= Beginning of Section =
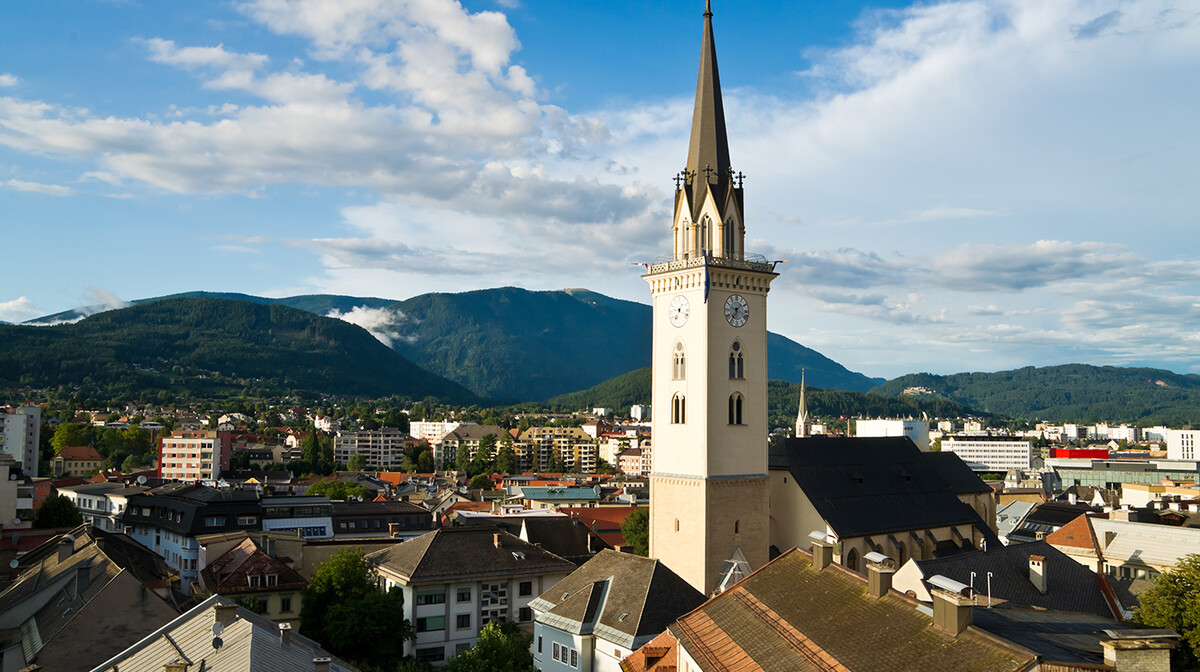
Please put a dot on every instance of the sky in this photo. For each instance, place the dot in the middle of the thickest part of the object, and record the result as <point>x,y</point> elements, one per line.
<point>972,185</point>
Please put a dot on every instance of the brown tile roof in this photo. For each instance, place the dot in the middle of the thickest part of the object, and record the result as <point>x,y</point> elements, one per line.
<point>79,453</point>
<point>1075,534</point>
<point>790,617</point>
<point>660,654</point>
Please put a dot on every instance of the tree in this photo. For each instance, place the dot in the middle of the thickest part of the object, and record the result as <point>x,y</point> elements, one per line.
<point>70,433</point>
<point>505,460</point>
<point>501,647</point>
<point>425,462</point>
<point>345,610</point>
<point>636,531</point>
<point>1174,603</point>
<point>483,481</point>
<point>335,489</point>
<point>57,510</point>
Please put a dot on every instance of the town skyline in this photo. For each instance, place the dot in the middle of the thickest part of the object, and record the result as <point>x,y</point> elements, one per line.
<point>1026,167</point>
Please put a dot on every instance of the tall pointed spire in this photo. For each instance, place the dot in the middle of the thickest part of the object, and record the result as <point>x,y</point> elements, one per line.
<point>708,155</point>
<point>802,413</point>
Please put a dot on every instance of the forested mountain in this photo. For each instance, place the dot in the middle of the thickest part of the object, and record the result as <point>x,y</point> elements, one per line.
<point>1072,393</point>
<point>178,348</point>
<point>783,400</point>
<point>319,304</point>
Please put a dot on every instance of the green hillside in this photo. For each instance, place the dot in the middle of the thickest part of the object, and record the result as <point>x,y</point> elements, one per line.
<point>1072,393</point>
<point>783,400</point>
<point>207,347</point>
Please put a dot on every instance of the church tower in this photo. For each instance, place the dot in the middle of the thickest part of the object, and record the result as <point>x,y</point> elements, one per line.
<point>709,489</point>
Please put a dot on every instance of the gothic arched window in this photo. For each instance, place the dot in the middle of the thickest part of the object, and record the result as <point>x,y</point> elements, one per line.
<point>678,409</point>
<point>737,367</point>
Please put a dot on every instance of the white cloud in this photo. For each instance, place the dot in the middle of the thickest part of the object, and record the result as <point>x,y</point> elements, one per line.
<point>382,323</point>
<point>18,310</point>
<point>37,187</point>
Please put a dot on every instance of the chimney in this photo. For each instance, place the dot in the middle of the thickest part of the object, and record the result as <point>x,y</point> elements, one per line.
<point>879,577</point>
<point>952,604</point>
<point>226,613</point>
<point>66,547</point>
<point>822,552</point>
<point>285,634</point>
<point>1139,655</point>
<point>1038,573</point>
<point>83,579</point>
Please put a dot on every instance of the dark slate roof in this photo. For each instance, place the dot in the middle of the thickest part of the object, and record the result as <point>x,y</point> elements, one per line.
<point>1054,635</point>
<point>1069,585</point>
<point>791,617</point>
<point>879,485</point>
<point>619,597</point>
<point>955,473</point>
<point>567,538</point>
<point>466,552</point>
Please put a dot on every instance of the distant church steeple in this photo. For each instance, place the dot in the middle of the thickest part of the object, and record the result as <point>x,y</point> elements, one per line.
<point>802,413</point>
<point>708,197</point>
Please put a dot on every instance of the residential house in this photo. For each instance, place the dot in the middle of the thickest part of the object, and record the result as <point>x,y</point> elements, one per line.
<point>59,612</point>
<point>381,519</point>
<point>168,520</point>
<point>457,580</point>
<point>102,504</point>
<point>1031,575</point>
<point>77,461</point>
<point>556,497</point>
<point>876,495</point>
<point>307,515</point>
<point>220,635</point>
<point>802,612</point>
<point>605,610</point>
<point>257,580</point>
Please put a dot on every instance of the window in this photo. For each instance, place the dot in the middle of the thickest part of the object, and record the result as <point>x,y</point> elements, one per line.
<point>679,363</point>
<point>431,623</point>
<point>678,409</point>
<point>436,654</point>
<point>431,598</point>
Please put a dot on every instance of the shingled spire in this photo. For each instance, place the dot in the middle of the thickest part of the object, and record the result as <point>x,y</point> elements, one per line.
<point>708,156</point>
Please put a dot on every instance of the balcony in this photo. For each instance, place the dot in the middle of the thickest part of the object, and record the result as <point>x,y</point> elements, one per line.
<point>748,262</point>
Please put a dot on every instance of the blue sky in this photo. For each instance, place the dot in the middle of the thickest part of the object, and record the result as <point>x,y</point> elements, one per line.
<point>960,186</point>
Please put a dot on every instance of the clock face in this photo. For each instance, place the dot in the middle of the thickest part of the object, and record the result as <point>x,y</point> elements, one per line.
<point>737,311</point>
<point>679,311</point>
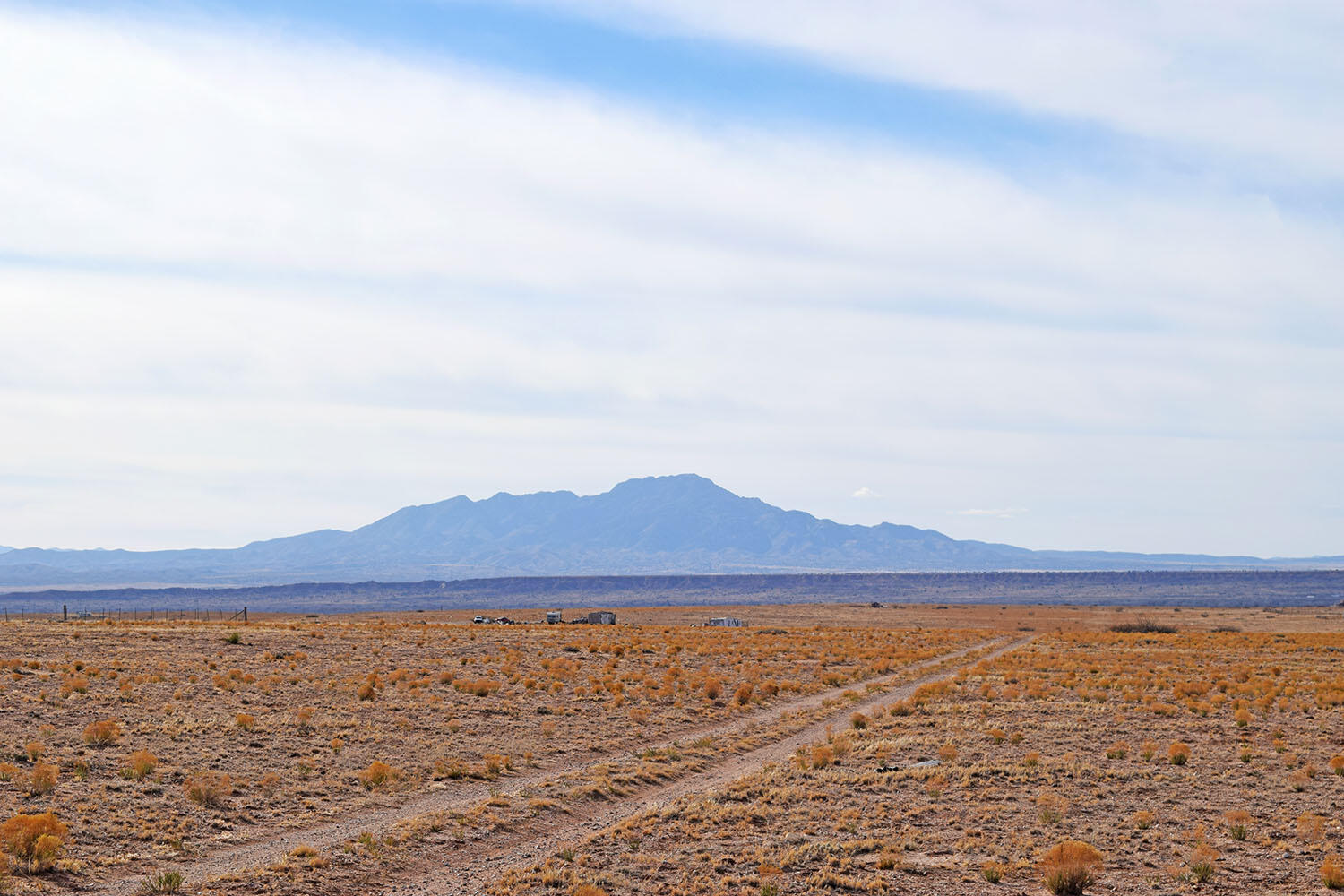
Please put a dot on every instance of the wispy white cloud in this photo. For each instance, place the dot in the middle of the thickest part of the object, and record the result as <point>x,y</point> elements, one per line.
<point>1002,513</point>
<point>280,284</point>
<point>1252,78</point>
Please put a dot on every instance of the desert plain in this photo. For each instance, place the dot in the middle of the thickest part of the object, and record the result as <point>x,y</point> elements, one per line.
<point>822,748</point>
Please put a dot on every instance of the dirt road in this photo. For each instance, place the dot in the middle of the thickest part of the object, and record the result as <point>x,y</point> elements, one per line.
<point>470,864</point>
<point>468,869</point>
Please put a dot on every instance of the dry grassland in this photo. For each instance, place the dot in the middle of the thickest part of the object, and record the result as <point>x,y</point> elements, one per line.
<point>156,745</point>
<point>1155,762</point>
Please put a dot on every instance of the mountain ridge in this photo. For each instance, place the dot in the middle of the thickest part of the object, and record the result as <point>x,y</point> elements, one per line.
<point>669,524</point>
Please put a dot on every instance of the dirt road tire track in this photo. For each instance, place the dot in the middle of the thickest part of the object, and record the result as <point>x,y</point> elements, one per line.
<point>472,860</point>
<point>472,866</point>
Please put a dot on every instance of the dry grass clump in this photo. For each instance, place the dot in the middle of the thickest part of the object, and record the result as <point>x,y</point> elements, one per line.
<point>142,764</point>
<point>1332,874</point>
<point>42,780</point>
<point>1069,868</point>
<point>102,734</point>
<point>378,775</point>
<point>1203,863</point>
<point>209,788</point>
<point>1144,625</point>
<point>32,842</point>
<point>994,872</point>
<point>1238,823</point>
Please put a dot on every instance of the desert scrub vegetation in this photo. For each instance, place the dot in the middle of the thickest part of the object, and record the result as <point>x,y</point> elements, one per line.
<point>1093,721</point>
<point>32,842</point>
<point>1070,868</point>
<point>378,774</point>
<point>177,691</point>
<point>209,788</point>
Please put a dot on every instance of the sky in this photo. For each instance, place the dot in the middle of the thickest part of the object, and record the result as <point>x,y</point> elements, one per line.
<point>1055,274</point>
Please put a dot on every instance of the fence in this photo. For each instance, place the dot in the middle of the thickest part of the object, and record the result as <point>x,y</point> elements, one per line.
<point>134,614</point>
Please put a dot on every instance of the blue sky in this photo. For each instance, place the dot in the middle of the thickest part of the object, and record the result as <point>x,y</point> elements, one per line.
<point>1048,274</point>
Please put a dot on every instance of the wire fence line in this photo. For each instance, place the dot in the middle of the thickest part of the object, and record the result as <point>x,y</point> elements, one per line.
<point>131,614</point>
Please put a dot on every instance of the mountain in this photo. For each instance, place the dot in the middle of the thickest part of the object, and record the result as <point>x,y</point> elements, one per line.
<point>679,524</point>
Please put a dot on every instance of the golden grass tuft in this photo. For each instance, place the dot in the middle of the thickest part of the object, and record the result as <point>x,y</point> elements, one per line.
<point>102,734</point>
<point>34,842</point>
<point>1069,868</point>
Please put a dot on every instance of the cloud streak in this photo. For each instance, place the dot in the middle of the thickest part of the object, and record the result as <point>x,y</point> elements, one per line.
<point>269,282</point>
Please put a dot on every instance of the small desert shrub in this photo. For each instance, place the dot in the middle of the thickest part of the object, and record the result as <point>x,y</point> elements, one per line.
= End of Section =
> _AIM OF THE TASK_: Every line above should be duplicated exactly; the pictures are to be left out.

> _SOLUTION TO THIS TASK_:
Please put a dot on every instance of the sky in this photo. For each instance, place the dot in the middle of the thickest part of the object, and record the result as <point>x,y</point> elements, one per line.
<point>972,185</point>
Please put a dot on every instance of the brown tile roof in this photo. For each instance, place the dot in the middle of the thickest part of the object, and record the result as <point>x,y</point> elements, one per line.
<point>79,453</point>
<point>1075,534</point>
<point>790,617</point>
<point>660,654</point>
Please put a dot on every instance of the tree in this photo. For each instance, place the dot in the middle of the thickest part of the object, and record the result as <point>x,y</point> elements, one per line.
<point>70,433</point>
<point>505,460</point>
<point>501,647</point>
<point>425,462</point>
<point>345,610</point>
<point>636,531</point>
<point>1174,603</point>
<point>483,481</point>
<point>335,489</point>
<point>57,510</point>
Please put a dot on every instance of the town skyline in this photo. For each instance, place the dot in the middle of the thickest part of the object, and record the result as <point>x,y</point> elements, one per line.
<point>1026,167</point>
Please put a dot on every instance of the tall pointed spire in this photo. For each instance, place the dot in the middle of the thickest part of the object, and record the result as <point>x,y</point> elements, one per line.
<point>708,155</point>
<point>802,413</point>
Please put a dot on every instance of the forested mountain in this photo. For each instance, place the dot in the middle of the thickest part of the object, and record the result as <point>x,y</point> elements, one per line.
<point>1072,393</point>
<point>178,348</point>
<point>783,400</point>
<point>319,304</point>
Please put a dot on every instance of the green hillside in this photo. For each instance, place the dot in the middle of the thickest part of the object, and record the result as <point>x,y</point> elements, one per line.
<point>1072,393</point>
<point>783,400</point>
<point>207,347</point>
Please put a dot on every instance of the church tower in this photo. For each instance, place the dot in the middle of the thickest part of the object, and record the result as <point>x,y</point> elements, one per line.
<point>709,489</point>
Please put a dot on every instance of the gothic arched window in this photo. For each instance, place the dot in the middle of the thickest part of the object, and record the result as <point>x,y</point> elements, one per line.
<point>678,409</point>
<point>737,367</point>
Please put a dot on every instance of the white cloud in this photo. For each instance, place the dot in the middle of the thickest part of the object, and record the result as <point>x,y</point> elements, one per line.
<point>382,323</point>
<point>18,310</point>
<point>37,187</point>
Please put a dot on every instance of the chimney in this photo. For each instance, place the dot in the middle of the thickest part of the object, and record the result as <point>x,y</point> elements, one per line.
<point>879,577</point>
<point>952,604</point>
<point>226,613</point>
<point>66,547</point>
<point>822,552</point>
<point>285,634</point>
<point>1139,655</point>
<point>1038,573</point>
<point>83,579</point>
Please put a dot on every instance of the dark slate roof in this photo. For each instance, place the dot in the middle of the thickest part of the object, and record the result as <point>x,y</point> elements, one per line.
<point>1054,635</point>
<point>1069,585</point>
<point>791,617</point>
<point>879,485</point>
<point>619,597</point>
<point>955,473</point>
<point>567,538</point>
<point>466,552</point>
Please put a dot on every instance of the distant church steeple in this photo. For each instance, place the dot in the middle of the thickest part of the object, and record the result as <point>x,y</point> elements, one per line.
<point>802,413</point>
<point>708,197</point>
Please put a dot on every instance of the residential house in this photo. For each instance, place the dot in the middle of the thickest part of the object, and record the result as <point>x,y</point> elements, one per line.
<point>59,612</point>
<point>381,519</point>
<point>168,520</point>
<point>457,580</point>
<point>102,504</point>
<point>1031,575</point>
<point>77,461</point>
<point>556,497</point>
<point>876,495</point>
<point>307,515</point>
<point>220,635</point>
<point>802,612</point>
<point>605,610</point>
<point>257,580</point>
Please put a dot on every instance of the window in this photo. For each instance, place the dot in the middle of the thickest part of the object, and record the result as <point>x,y</point> elements, one per line.
<point>679,363</point>
<point>431,623</point>
<point>678,409</point>
<point>436,654</point>
<point>431,598</point>
Please put a dot on every instance of the shingled spire in this photo. For each instance, place the dot in the middle of the thickest part of the object, and record the result as <point>x,y</point> elements, one per line.
<point>708,156</point>
Please put a dot on every instance of the balcony in this photo. For each instance, place the dot in the middle of the thickest part of the object, and record the result as <point>x,y</point> elements, one per line.
<point>748,262</point>
Please put a dot on every instance of the blue sky in this photo. For each instance, place the dot in the middle of the thickest part of the object, and record the result as <point>x,y</point> elements, one per line.
<point>960,186</point>
Please put a dot on every instance of the clock face in this photo. For each instance, place the dot in the middle of the thickest part of the object, and record the result as <point>x,y</point> elements, one per line.
<point>737,311</point>
<point>679,311</point>
Please put a dot on every instance of the wispy white cloud in this photo. For each instance, place the dot in the middle of the thickest part of the object, and record the result as <point>x,y</point> elements, one per line.
<point>1002,513</point>
<point>280,284</point>
<point>1252,78</point>
Please put a dot on every instance of the desert plain in this photo. For each instance, place the dot in the middle of the thickest part of the object, and record the result as <point>x,y</point> elements, one per line.
<point>822,748</point>
Please put a dot on every instance of the dirt road in this photo. For each instance, place the dot in the middle of the thickest part of the object, and record the result as <point>x,y</point> elements, one per line.
<point>470,864</point>
<point>468,869</point>
Please put a dot on every instance of the dry grassland in this photo. For each instance, place the dot in the middle of the thickest part of the object, and record the result as <point>x,y</point> elements, one per line.
<point>156,745</point>
<point>1155,762</point>
Please put a dot on every instance of the mountain ridge in this photo. For each instance, place the dot in the middle of the thickest part of the object, and record the result as <point>x,y</point> elements, one per line.
<point>669,524</point>
Please put a dot on every instance of the dirt road tire track in this photo. For each instance, place the dot in the middle of the thickest part of the object, and record the result as <point>x,y</point> elements, one per line.
<point>472,860</point>
<point>472,866</point>
Please put a dot on every instance of the dry grass clump in this photo. For each instance, place the dot in the middle of the thickest part of the object, and record the result as <point>x,y</point> elements, one per line.
<point>142,764</point>
<point>1332,874</point>
<point>42,780</point>
<point>1069,868</point>
<point>102,734</point>
<point>378,775</point>
<point>1203,863</point>
<point>209,788</point>
<point>1144,625</point>
<point>32,842</point>
<point>994,872</point>
<point>1238,823</point>
Please put a dot on every instance of the desert scrub vegetation in this photo. For each instance, place the dot in the middle of the thickest part of the object, and record the result as <point>x,y</point> elements, one per line.
<point>1093,721</point>
<point>32,842</point>
<point>1070,868</point>
<point>378,774</point>
<point>177,691</point>
<point>209,788</point>
Please put a dot on every instance of the sky in this photo. For each instance, place the dot in the middle of the thickest part of the object, and record the result as <point>x,y</point> elements, one per line.
<point>1055,274</point>
Please put a dot on every instance of the fence in this photo. For each instance, place the dot in the middle of the thickest part of the object, and record the result as <point>x,y</point> elements, one per line.
<point>134,614</point>
Please put a dot on every instance of the blue sky in this photo. For each instance, place the dot in the middle of the thickest part of the object, and record the result as <point>x,y</point> elements, one per line.
<point>1048,274</point>
Please put a dot on every instance of the wire fence line in this photo. For each instance, place the dot in the middle of the thickest part of the object, and record the result as <point>x,y</point> elements, one per line.
<point>131,614</point>
Please put a dot on every instance of the mountain in this photo. For each instance, place the dot in the middle of the thickest part of the object, and record the result as <point>x,y</point> elements, one per line.
<point>679,524</point>
Please put a dot on every instance of the golden grass tuft in this photo. For each instance, place the dot in the middle of the thickest part of the object, and record the result as <point>x,y</point> elements, one per line.
<point>102,734</point>
<point>34,842</point>
<point>1069,868</point>
Please put a dot on every instance of the cloud streak in this photo. For each instance, place the dot in the middle of the thickest part of the object, and record the result as <point>x,y</point> elements, one per line.
<point>269,282</point>
Please put a dot on every instance of the small desert shrub in this photo. For each instance, place the dot in the middle of the thickest part of the object, and record the result as <point>x,y</point> elements, one per line.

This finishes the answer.